• [과제 목표]: 아래 기록에서 문자열 "black"가 들어 있는 줄은 몇 개인지 숫자만 적으세요. 대소문자를 구별합니다.
*** 원본 자료 ***
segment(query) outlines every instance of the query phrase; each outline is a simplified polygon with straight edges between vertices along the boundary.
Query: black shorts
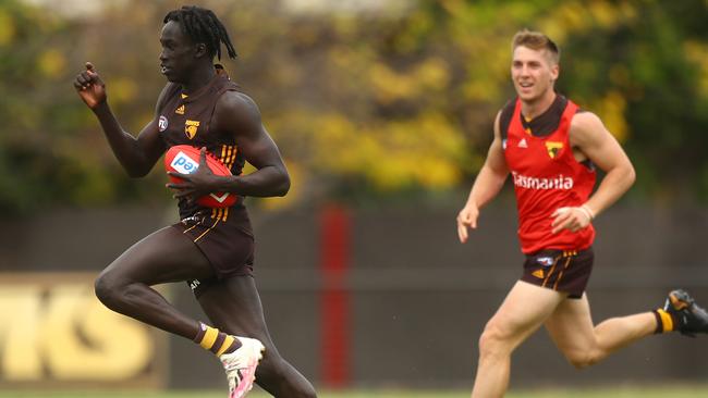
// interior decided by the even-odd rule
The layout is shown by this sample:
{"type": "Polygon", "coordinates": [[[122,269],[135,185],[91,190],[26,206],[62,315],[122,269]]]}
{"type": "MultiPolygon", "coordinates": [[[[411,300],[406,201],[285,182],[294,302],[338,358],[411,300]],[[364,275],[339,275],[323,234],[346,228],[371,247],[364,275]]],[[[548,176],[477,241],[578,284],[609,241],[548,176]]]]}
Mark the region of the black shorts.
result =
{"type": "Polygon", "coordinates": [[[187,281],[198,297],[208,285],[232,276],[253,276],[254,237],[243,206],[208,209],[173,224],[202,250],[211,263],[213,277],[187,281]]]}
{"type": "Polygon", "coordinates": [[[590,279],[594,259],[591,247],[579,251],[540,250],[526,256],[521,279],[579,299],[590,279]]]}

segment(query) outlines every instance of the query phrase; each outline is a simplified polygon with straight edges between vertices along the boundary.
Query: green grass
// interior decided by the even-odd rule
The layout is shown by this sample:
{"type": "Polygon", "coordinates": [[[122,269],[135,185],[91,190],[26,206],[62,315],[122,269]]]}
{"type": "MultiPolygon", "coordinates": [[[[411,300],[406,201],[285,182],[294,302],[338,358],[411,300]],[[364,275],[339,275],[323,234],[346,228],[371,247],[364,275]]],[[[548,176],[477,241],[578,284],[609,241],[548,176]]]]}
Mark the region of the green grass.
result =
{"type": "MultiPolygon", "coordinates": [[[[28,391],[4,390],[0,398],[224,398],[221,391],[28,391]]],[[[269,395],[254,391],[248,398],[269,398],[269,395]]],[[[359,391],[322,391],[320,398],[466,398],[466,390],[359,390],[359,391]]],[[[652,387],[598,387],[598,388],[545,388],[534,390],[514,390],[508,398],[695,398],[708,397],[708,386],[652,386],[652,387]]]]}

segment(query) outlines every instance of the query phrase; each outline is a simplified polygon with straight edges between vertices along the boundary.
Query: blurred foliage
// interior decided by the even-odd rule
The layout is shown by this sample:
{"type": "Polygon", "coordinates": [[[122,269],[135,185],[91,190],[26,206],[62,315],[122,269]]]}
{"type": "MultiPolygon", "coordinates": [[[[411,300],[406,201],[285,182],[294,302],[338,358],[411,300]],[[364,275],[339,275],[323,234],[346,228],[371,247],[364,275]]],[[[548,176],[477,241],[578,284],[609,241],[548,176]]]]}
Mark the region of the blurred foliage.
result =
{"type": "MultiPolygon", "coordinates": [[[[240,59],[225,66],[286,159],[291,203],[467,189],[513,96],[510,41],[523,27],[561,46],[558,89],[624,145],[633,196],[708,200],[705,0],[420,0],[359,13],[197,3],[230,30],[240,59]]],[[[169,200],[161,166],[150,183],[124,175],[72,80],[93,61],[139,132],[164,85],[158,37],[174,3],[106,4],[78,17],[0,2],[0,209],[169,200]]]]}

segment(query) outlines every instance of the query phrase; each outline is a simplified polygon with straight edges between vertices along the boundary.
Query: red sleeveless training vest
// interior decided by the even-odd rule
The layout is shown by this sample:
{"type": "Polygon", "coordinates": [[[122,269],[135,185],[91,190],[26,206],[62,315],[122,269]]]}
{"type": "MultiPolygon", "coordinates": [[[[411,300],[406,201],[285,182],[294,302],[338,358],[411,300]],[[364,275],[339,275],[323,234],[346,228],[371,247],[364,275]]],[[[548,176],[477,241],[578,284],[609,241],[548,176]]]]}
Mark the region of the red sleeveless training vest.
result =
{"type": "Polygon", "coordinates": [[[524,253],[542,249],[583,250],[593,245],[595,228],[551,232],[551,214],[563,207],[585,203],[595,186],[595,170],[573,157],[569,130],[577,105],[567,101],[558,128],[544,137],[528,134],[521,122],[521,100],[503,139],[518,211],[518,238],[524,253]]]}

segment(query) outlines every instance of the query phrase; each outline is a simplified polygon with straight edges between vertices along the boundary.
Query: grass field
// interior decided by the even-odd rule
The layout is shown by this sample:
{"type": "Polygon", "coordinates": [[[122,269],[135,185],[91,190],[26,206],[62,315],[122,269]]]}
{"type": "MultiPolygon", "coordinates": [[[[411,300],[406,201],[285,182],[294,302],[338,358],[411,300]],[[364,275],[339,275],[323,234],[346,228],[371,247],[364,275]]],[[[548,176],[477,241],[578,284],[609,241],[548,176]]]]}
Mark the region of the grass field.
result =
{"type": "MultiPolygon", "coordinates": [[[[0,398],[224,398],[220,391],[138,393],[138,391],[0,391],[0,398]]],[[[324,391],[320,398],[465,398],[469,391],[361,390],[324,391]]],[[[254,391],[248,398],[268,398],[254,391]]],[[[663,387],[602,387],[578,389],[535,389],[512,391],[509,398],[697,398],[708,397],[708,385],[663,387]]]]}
***
• [아래 답변]: 2